## EXERCISE DESCRIPTION
Go through the lines below and copy each one that holds the string "base".

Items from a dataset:
>>

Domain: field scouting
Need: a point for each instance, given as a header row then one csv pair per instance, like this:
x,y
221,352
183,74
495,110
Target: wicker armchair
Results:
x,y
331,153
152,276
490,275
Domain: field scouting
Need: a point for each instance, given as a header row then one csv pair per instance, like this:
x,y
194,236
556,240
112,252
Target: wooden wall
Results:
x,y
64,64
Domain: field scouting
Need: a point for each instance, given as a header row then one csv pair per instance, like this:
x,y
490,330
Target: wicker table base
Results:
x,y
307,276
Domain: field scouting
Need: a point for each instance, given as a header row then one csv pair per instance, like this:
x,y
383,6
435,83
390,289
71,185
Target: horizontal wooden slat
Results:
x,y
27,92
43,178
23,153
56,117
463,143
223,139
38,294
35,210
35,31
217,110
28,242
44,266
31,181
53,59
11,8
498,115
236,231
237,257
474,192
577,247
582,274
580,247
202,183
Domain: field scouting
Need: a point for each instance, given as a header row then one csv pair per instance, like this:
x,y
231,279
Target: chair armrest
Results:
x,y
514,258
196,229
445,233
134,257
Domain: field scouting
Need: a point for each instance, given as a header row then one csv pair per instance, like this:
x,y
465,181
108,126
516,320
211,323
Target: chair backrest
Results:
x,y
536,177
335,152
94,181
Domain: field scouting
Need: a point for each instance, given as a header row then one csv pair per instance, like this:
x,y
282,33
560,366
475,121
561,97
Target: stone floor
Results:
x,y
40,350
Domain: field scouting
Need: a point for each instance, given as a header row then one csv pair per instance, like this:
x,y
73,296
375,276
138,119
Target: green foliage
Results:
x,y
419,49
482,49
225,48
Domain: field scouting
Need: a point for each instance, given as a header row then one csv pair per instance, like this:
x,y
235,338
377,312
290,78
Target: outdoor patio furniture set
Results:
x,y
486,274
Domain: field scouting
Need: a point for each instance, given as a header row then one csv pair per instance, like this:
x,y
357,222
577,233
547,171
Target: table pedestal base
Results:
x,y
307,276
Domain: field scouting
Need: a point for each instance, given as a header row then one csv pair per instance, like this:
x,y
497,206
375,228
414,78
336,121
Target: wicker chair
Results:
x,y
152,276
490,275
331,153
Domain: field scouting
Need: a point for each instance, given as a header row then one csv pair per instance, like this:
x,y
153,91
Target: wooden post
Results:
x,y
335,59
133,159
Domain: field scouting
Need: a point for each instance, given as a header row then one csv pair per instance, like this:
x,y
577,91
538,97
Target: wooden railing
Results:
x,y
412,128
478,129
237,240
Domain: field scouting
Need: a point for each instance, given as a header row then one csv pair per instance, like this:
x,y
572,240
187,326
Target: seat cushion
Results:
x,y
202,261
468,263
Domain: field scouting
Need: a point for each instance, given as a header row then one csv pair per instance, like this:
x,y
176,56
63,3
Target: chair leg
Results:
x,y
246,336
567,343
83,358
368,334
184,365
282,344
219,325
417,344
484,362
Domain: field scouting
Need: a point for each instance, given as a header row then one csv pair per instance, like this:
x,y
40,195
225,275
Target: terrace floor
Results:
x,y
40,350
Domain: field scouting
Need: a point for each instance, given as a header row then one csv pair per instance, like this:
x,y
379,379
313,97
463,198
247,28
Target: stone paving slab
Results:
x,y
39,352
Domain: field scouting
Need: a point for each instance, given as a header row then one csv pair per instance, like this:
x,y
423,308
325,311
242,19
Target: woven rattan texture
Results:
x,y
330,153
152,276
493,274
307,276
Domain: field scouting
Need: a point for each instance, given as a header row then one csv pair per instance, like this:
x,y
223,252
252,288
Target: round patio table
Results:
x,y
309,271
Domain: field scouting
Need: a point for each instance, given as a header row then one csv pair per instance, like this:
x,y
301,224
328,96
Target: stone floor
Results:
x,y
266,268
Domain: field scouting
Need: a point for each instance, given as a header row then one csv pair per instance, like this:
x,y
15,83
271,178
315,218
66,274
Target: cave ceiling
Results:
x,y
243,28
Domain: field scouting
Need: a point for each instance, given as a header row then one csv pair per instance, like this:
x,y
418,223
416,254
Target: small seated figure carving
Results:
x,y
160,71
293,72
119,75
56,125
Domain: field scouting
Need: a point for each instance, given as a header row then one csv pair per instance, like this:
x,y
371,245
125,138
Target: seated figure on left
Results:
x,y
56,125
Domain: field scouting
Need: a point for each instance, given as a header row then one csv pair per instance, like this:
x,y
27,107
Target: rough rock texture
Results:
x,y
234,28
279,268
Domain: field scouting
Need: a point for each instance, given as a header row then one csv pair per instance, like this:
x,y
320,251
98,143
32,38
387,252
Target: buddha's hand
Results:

<<

## OUTPUT OF THE EXERCISE
Target: wicker table base
Target: table pedestal base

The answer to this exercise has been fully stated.